Extrait du document:
+ + + + + + +

La plupart disent avoir déterminé leur position rapidement et sans hésitation. Pour des raisons juridiques, éthiques et pratiques.
Premier point critique: l'article 32 de la loi sur l'asile, qui permet, sauf exception, de ne pas entrer en matière sur une demande d'asile déposée par un requérant qui s'avère incapable de produire dans les 48 heures une pièce d'identité ou un document de voyage.
Inacceptable pour des raisons «éthico-juridiques» selon le conseiller d'Etat démocrate-chrétien saint-gallois Peter Schönenberger, cette disposition implique pour Barbara Schmid-Federer, membre du comité directeur du PDC zurichois, un risque d'erreur inacceptable. «Je ne fais pas confiance aux fonctionnaires fédéraux pour appliquer cette disposition avec modération», renchérit un autre PDC, l'ancien député valaisan Daniel Lambiel. Bref, résume le conseiller d'Etat radical genevois François Longchamp, cette dernière apporte «la certitude que des personnes qui mériteraient l'asile en seront exclues».
La possibilité ouverte par la loi sur les étrangers de faire passer d'un à deux ans la période maximale pendant laquelle un étranger peut être détenu en vue de son expulsion choque encore plus certains juristes. Pour le député libéral genevois Michel Halpérin, elle a constitué la seule raison de s'inscrire au rang des opposants - elle est «contraire à tout ce que nous croyons depuis le XIIIe siècle». Utiliser la détention comme moyen de pression est aussi inadmissible pour Peter Schönenberg. C'est ce qui l'a amené après mûre réflexion à se distancier de son parti.
Certains hésitants, note Barbara Schmid, ont renoncé à cette extrémité en raison des avancées de la loi, notamment en matière d'intégration. Mais ce type de calcul n'est pas admissible pour Judith Stamm, ancienne conseillère nationale (PDC/LU): «Sur des sujets aussi sensibles, je ne peux pas accepter des dispositions dont on me dit qu'elles sont encore tout juste passables.»
Autant pour la lettre. D'autres sont plus gênés par l'esprit. Comme Luc Barthassat (PDC/GE) et Yves Guisan (PRD/VD) qui ont voté contre la loi au Conseil national. Un esprit de «mesquinerie juridico-restrictive» pour le second, pour le premier, une vision qui «fait un épouvantail de l'étranger d'où qu'il vienne». Comme Luc Barthassat, de nombreux démocrates-chrétiens donnent une connotation religieuse à leur sursaut éthique; chez les radicaux, il s'est souvent concrétisé autour de l'ancien chancelier de la Confédération François Couchepin. C'est lui, ainsi, qui a alerté l'ancienne conseillère nationale Michèle Berger-Wildhaber (PRD/NE). Car, comme le dit son collègue Peter Tschopp (PRD/GE), «lorsqu'un homme comme François Couchepin sort de sa réserve, c'est le moment de se poser des questions».
Derrière cette opposition «humaniste» se profile souvent l'agacement face à la fascination que les victoires de l'UDC semblent avoir exercé, dans cette affaire, sur les partis bourgeois. Une fascination à laquelle beaucoup attribuent la précipitation avec laquelle ont été adoptées des dispositions qui, relève le conseiller national Claude Ruey (lib./VD), cheville ouvrière du comité, dépassent en sévérité sur certains points la dernière initiative de l'UDC, que le bloc bourgeois avait combattue.
Beaucoup d'anciens élus figurent dans le comité: la délimitation entre eux et ceux qui ont soutenu le texte au parlement est-elle une question de génération? Certains, comme Peter Tschopp, le pensent: l'esprit radical des origines, pour lui, se perd sous l'effet de la fascination exercée par Christoph Blocher. Claude Ruey postule que les «ex» sont plus libres et rappelle la forte pression qui s'est exercée sur les parlementaires fédéraux radicaux et PDC pour qu'ils se montrent disciplinés. Le président des Jeunes libéraux, Mathieu Erb, voit aussi dans cette affaire une question de génération: «Les années à venir seront pénibles, et les jeunes ont besoin pour les affronter d'autre chose qu'une politique de repli.»

+ + + + + + +

Données fournies:
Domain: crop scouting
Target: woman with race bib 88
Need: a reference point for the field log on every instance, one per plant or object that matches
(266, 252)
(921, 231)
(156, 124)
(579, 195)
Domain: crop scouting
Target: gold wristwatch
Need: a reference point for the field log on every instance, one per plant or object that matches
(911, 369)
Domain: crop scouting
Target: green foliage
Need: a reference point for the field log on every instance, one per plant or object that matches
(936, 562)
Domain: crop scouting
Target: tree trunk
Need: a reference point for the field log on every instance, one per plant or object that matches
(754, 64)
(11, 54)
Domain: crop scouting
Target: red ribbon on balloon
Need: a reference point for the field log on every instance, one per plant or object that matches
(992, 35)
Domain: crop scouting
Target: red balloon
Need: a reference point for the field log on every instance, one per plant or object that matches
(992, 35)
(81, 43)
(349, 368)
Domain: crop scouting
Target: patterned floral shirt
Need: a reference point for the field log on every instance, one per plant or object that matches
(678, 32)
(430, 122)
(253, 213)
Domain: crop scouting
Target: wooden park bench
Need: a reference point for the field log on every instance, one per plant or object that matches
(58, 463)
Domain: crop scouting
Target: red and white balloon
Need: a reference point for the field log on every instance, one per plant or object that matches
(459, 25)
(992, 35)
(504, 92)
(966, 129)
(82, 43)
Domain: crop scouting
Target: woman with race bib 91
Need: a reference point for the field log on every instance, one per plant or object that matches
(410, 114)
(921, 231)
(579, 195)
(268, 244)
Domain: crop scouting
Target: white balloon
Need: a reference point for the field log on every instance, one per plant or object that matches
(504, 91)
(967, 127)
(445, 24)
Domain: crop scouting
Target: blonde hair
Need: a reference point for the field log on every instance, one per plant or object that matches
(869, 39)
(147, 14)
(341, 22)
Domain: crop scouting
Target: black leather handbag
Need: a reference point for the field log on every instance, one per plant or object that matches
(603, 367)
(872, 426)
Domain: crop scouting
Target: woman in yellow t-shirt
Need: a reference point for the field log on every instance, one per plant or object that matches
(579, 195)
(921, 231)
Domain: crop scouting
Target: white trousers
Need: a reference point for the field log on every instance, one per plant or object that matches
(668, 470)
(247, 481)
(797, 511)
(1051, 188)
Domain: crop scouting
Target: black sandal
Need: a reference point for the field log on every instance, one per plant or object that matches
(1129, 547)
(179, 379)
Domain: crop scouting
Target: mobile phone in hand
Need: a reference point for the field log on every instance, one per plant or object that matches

+ + + + + + +

Exercice:
Reprenez le passage de l'extrait sur les lois sur l'asile et sur les étrangers, en commençant aux mots «La possibilité ouverte» et en vous arrêtant après «de son parti.». Remplacez-y «juristes» par «avocats».

Votre réponse:
La possibilité ouverte par la loi sur les étrangers de faire passer d'un à deux ans la période maximale pendant laquelle un étranger peut être détenu en vue de son expulsion choque encore plus certains avocats. Pour le député libéral genevois Michel Halpérin, elle a constitué la seule raison de s'inscrire au rang des opposants - elle est «contraire à tout ce que nous croyons depuis le XIIIe siècle». Utiliser la détention comme moyen de pression est aussi inadmissible pour Peter Schönenberg. C'est ce qui l'a amené après mûre réflexion à se distancier de son parti.